### [Short task]
Pull out each line in the entries below that contains the string "camouflage". Case counts, so only exact-case matches qualify.

* BEGIN Data to process *

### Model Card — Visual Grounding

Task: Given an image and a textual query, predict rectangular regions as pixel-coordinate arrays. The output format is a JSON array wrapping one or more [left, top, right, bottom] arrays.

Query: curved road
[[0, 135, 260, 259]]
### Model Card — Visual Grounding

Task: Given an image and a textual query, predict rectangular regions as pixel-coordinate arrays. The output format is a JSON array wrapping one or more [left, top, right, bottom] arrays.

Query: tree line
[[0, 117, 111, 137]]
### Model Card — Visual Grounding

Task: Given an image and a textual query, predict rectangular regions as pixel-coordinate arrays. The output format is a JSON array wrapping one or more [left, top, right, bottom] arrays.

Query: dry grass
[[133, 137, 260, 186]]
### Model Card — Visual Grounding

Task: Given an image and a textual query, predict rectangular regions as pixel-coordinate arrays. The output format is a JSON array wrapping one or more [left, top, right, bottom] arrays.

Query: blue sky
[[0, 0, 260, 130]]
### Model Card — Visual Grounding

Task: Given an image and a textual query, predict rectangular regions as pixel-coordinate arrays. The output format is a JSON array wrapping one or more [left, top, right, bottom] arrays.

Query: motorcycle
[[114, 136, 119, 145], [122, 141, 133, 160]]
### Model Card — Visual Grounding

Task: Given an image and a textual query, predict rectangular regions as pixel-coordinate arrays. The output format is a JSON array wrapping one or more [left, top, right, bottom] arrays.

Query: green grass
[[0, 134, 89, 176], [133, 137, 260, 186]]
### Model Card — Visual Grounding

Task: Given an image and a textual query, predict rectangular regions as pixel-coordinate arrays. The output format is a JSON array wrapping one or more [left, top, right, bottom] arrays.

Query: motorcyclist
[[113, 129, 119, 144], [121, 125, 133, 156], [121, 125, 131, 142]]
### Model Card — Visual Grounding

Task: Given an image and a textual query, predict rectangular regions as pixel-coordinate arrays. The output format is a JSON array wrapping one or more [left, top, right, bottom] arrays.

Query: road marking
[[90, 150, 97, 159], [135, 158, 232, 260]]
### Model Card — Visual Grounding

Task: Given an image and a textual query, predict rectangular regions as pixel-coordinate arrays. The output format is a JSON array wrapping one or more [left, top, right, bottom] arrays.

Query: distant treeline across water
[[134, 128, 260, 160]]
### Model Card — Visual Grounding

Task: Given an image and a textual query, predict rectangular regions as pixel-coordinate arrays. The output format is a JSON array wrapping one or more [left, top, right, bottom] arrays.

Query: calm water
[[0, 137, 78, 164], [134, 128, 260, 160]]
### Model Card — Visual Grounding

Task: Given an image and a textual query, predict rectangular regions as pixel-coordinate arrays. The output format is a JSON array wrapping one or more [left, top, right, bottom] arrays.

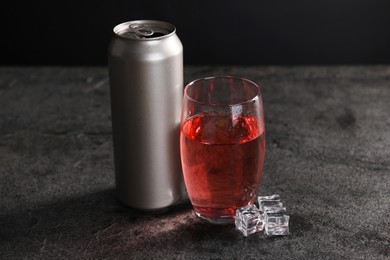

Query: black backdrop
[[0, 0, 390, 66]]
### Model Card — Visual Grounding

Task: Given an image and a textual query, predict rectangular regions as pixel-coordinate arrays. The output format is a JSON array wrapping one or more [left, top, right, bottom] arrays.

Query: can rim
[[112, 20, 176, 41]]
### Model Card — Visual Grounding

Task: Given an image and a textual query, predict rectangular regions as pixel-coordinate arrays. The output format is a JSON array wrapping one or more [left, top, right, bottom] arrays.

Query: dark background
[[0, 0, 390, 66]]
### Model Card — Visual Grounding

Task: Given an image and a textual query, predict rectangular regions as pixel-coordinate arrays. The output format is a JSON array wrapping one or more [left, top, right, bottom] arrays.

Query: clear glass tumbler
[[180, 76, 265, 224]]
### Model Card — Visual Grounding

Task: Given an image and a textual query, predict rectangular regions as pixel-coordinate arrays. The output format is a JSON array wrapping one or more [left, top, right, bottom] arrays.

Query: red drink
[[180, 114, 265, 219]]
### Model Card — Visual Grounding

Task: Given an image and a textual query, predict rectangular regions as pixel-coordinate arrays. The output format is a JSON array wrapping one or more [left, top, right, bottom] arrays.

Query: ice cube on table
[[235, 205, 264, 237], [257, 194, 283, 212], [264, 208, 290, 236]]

* END Data to process *
* BEGIN Data to process *

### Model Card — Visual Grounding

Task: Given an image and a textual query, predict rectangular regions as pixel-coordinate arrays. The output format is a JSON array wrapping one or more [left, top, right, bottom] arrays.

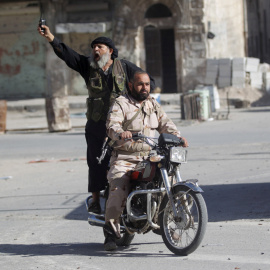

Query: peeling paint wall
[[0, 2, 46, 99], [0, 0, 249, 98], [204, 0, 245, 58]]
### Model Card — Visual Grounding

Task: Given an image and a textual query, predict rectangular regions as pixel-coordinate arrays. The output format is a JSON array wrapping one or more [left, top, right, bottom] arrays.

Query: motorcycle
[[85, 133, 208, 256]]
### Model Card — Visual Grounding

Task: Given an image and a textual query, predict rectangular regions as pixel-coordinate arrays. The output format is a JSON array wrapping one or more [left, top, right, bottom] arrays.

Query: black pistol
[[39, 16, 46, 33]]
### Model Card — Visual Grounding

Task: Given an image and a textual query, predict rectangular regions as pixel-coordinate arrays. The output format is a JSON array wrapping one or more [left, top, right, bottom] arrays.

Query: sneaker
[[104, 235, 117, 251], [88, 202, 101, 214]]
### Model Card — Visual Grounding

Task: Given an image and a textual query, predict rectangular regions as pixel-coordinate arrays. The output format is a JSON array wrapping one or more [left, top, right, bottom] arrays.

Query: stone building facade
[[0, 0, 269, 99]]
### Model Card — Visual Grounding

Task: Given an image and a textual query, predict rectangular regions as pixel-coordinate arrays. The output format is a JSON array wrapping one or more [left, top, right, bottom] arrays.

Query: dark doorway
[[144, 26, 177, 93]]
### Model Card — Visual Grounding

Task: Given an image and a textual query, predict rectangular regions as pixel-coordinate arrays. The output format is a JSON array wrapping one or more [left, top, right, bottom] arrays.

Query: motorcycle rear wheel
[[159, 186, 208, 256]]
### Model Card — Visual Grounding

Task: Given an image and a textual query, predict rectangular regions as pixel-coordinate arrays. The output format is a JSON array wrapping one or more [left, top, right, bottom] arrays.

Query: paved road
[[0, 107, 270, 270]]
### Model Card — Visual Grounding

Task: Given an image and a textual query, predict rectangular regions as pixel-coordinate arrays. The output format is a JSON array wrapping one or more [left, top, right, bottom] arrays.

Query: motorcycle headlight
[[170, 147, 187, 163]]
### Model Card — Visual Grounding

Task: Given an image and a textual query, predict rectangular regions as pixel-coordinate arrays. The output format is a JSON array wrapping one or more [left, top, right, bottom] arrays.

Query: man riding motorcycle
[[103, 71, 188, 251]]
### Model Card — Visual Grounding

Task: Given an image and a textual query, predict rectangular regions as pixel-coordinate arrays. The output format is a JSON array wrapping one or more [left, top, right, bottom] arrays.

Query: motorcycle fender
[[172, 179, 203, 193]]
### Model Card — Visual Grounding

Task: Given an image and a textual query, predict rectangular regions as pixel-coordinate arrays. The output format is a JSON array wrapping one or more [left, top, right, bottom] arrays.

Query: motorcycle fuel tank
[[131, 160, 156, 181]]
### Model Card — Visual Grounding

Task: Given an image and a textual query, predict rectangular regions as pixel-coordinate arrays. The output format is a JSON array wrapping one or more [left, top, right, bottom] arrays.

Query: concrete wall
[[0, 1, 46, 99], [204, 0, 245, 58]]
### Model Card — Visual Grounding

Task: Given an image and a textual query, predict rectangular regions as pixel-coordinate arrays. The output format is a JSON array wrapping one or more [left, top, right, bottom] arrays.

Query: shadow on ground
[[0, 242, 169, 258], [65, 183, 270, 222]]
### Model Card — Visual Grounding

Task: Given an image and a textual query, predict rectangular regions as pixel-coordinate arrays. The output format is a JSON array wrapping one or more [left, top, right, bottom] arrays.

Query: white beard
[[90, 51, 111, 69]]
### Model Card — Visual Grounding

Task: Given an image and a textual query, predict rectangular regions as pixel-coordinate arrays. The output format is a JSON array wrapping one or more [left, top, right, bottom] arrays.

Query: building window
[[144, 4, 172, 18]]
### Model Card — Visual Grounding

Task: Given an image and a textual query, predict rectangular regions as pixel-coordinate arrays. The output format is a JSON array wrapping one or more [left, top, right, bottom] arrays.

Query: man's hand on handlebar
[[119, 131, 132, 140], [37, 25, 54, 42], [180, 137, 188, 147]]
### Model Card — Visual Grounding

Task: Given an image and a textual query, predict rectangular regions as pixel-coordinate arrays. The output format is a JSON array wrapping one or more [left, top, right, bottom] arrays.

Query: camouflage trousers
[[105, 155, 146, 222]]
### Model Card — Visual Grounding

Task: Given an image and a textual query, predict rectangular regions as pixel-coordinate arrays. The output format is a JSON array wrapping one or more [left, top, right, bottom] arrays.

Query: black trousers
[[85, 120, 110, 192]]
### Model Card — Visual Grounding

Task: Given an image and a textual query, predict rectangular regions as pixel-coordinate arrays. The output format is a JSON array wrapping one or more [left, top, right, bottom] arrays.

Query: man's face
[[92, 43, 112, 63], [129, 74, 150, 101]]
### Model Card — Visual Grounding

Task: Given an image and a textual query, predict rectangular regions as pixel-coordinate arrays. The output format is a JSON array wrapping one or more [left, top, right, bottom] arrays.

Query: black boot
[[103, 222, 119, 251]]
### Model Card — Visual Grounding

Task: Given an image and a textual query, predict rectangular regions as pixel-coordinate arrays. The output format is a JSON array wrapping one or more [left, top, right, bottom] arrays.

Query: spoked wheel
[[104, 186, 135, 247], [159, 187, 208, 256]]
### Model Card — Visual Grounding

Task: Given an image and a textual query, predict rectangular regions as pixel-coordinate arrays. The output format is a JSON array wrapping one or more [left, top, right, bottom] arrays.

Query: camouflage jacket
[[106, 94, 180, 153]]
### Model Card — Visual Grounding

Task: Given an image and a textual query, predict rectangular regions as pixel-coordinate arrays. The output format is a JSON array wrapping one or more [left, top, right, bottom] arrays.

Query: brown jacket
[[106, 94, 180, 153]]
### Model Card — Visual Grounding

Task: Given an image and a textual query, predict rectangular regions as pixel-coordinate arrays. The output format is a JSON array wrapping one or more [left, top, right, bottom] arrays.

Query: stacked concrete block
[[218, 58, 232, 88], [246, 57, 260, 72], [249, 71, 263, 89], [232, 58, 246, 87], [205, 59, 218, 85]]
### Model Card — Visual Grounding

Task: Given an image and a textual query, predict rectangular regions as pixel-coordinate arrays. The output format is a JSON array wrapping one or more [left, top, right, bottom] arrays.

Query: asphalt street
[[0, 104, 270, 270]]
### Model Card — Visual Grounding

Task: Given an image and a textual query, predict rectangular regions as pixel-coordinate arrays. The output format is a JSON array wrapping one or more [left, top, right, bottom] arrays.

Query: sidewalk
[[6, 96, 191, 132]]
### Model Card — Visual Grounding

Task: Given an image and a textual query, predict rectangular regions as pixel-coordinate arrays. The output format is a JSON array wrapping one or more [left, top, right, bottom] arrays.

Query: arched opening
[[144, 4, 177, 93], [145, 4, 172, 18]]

* END Data to process *

### [Solved problem]
Query: camouflage trousers
Query: camouflage jacket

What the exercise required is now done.